Data items:
──────────

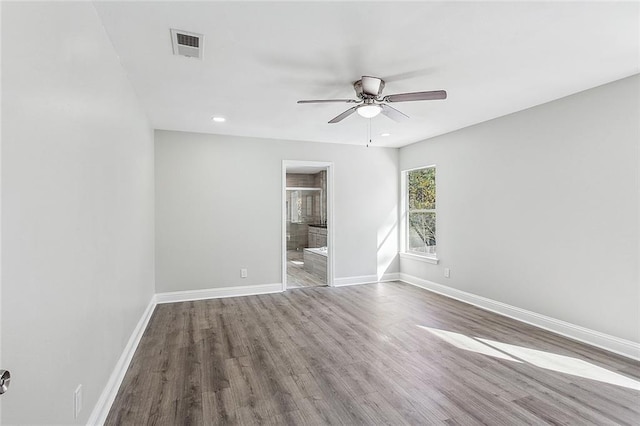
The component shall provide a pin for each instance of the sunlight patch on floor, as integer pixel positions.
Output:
(565, 364)
(467, 343)
(547, 360)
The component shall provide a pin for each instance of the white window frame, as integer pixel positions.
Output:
(404, 222)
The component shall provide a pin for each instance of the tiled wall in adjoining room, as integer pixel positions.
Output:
(297, 233)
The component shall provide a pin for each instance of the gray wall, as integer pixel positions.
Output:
(77, 210)
(539, 209)
(219, 208)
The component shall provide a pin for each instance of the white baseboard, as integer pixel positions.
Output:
(101, 409)
(595, 338)
(365, 279)
(216, 293)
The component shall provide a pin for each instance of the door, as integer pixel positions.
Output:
(324, 222)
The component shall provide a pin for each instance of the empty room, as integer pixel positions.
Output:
(309, 213)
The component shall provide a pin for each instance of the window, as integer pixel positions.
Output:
(421, 211)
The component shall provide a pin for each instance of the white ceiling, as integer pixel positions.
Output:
(261, 57)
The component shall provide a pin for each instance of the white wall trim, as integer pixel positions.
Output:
(419, 258)
(365, 279)
(610, 343)
(101, 409)
(216, 293)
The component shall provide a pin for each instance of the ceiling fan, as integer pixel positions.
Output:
(371, 102)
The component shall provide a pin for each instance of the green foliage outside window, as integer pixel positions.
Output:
(421, 189)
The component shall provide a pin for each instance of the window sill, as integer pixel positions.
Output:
(426, 259)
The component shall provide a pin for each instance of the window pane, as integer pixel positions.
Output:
(422, 232)
(422, 189)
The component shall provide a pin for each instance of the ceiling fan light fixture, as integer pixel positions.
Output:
(369, 110)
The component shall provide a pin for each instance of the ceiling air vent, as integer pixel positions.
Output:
(187, 44)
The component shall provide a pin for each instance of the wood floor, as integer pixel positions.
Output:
(383, 353)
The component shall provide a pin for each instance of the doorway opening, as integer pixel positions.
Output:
(307, 224)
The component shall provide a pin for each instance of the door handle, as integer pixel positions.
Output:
(5, 379)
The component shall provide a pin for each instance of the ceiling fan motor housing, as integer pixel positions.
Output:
(369, 87)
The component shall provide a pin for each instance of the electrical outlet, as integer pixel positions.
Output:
(77, 401)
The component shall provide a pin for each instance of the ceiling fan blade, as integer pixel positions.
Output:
(371, 85)
(326, 101)
(343, 115)
(393, 113)
(416, 96)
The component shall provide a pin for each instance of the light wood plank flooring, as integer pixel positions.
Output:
(383, 353)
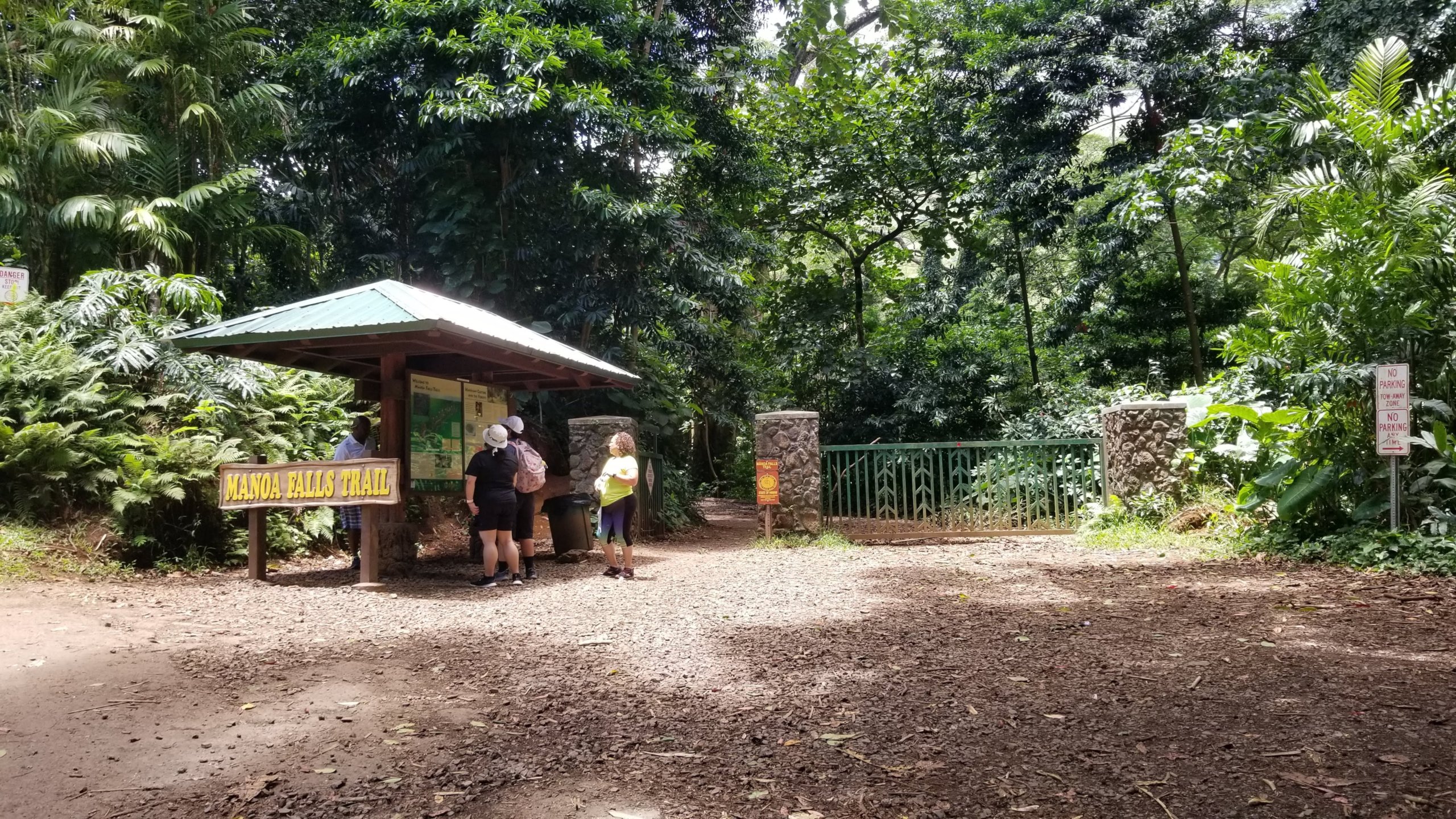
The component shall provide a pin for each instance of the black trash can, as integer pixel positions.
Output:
(570, 519)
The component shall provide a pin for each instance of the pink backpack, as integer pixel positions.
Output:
(532, 473)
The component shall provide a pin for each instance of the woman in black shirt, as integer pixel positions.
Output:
(490, 490)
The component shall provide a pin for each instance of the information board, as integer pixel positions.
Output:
(436, 435)
(15, 284)
(484, 406)
(1392, 410)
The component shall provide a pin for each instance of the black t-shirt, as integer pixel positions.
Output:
(494, 475)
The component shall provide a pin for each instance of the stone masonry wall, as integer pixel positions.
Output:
(589, 446)
(792, 437)
(1142, 441)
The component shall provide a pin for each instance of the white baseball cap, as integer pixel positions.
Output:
(495, 436)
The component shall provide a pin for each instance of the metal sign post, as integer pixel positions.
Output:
(766, 480)
(1392, 424)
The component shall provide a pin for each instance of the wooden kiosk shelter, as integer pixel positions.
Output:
(415, 353)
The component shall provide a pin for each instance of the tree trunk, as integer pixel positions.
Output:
(859, 302)
(1194, 340)
(1025, 307)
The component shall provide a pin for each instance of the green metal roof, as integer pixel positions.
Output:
(386, 308)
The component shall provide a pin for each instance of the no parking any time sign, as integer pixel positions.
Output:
(1392, 408)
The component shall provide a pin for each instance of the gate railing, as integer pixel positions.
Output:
(986, 487)
(651, 490)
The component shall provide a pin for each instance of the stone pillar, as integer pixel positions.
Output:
(792, 437)
(589, 446)
(1142, 441)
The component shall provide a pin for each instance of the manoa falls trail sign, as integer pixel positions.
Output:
(311, 483)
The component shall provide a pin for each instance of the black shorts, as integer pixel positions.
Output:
(495, 515)
(524, 518)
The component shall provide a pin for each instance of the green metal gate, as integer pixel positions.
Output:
(956, 489)
(651, 490)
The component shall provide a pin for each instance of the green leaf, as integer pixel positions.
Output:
(1371, 507)
(1308, 486)
(1236, 410)
(1276, 475)
(1286, 416)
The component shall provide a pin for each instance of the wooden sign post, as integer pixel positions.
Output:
(258, 486)
(1392, 424)
(766, 480)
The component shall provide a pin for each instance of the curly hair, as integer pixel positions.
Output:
(623, 442)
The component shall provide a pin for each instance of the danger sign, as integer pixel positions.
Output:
(1392, 408)
(768, 480)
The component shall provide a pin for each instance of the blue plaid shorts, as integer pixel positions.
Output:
(351, 516)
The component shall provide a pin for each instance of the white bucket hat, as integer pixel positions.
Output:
(495, 436)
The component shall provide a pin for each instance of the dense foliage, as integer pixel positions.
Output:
(932, 221)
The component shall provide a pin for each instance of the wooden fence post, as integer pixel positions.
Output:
(258, 537)
(369, 548)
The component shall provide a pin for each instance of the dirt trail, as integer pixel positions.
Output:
(991, 678)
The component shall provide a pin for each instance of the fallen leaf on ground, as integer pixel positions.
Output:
(248, 791)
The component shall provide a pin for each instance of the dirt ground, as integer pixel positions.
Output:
(989, 678)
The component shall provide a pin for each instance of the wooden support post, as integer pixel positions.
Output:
(369, 548)
(257, 537)
(394, 424)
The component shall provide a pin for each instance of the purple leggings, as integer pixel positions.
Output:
(618, 518)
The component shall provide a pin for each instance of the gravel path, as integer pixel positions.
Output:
(978, 680)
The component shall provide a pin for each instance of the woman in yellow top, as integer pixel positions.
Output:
(617, 486)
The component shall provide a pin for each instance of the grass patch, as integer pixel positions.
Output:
(1143, 535)
(37, 553)
(801, 541)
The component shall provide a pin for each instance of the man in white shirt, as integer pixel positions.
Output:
(355, 445)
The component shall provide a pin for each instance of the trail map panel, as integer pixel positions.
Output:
(436, 435)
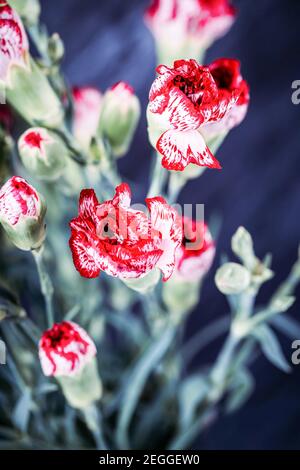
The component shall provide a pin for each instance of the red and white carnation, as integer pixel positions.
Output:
(87, 110)
(13, 41)
(183, 26)
(65, 349)
(187, 98)
(123, 242)
(18, 201)
(6, 117)
(227, 75)
(196, 253)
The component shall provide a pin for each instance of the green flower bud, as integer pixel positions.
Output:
(232, 278)
(30, 93)
(56, 48)
(22, 213)
(119, 117)
(42, 153)
(242, 246)
(83, 389)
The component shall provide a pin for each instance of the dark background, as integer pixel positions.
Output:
(106, 41)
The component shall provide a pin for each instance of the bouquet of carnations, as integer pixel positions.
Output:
(95, 291)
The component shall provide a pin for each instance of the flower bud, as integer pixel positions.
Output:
(22, 212)
(42, 153)
(119, 117)
(56, 48)
(68, 353)
(30, 93)
(87, 109)
(232, 278)
(27, 88)
(242, 246)
(29, 10)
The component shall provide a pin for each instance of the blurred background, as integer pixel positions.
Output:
(258, 186)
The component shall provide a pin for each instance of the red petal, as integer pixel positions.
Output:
(88, 203)
(181, 148)
(122, 197)
(165, 220)
(86, 258)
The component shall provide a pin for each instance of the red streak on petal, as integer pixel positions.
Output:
(34, 139)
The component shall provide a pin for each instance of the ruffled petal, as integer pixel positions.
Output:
(181, 148)
(87, 203)
(165, 220)
(122, 197)
(181, 111)
(158, 95)
(86, 257)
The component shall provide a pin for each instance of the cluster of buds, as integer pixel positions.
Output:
(111, 117)
(26, 87)
(68, 353)
(43, 154)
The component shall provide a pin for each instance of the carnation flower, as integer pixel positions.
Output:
(186, 28)
(186, 99)
(197, 251)
(227, 75)
(65, 349)
(121, 241)
(22, 213)
(87, 108)
(6, 117)
(13, 41)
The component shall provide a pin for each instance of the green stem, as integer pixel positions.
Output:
(158, 178)
(46, 285)
(220, 370)
(176, 182)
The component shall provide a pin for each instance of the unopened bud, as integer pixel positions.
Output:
(42, 153)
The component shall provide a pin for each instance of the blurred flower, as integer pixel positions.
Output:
(119, 117)
(6, 117)
(184, 100)
(65, 349)
(43, 154)
(13, 42)
(87, 108)
(194, 258)
(68, 353)
(123, 242)
(29, 10)
(26, 87)
(197, 251)
(232, 278)
(186, 28)
(22, 212)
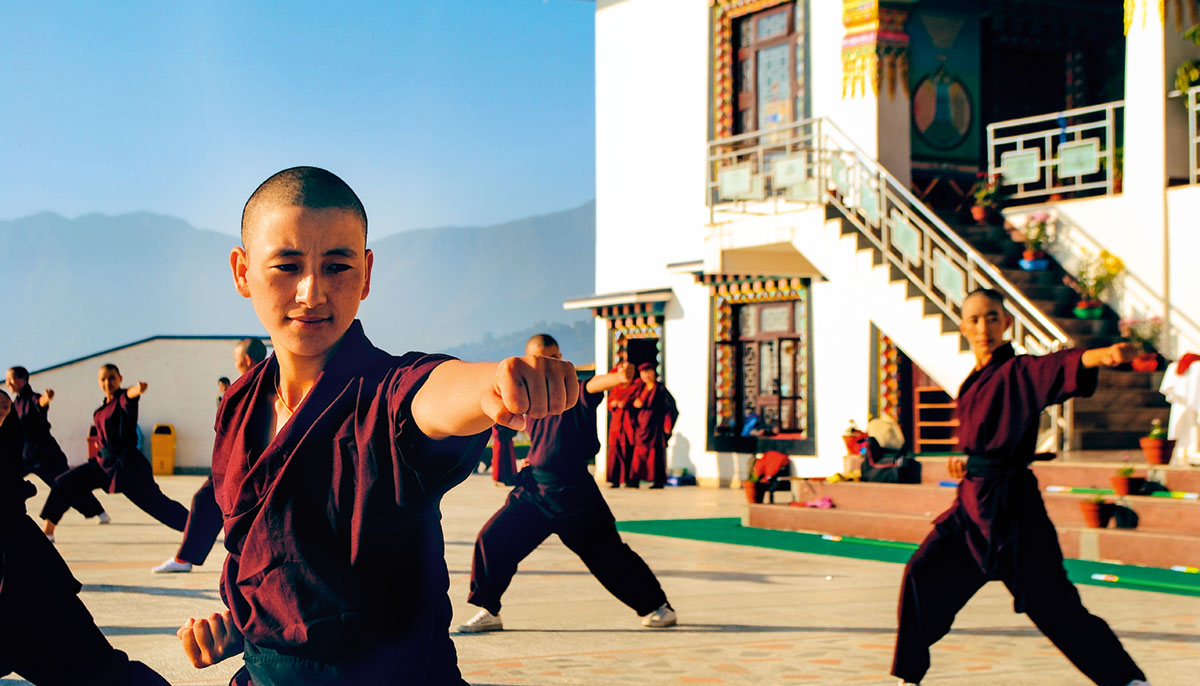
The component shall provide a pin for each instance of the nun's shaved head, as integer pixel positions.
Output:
(309, 187)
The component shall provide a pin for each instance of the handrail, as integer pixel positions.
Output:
(1056, 115)
(1193, 95)
(821, 140)
(1035, 143)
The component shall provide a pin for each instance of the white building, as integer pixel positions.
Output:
(181, 373)
(780, 187)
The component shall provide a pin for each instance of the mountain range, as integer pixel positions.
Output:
(95, 282)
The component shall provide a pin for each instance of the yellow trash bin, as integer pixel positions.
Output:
(162, 449)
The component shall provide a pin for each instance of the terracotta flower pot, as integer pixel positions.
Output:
(751, 489)
(1145, 362)
(1127, 485)
(1091, 513)
(851, 440)
(1157, 450)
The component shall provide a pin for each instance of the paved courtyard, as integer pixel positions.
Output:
(748, 615)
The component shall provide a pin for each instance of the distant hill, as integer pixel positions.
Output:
(79, 286)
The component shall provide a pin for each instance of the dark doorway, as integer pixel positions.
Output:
(643, 350)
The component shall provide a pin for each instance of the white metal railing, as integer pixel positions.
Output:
(1068, 151)
(811, 162)
(1193, 95)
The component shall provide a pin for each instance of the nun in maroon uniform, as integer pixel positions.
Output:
(557, 494)
(204, 518)
(654, 416)
(618, 465)
(120, 467)
(504, 456)
(331, 458)
(997, 527)
(42, 455)
(51, 638)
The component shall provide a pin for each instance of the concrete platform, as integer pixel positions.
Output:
(748, 615)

──────────

● EXERCISE DIRECTIONS: Whenever the string "metal" occurs in a line of the entries above, copy that line.

● REPLY TO THE TASK:
The component shall provide a pin for each instance of the metal sign post, as integer pixel positions.
The component shall provide a pin for each instance of the green metal roof, as integer pixel positions.
The component shall provide a pin for each instance of the green metal gate, as integer pixel positions.
The component shall provide a pin for each instance of the white metal railing, as integer pixel positions.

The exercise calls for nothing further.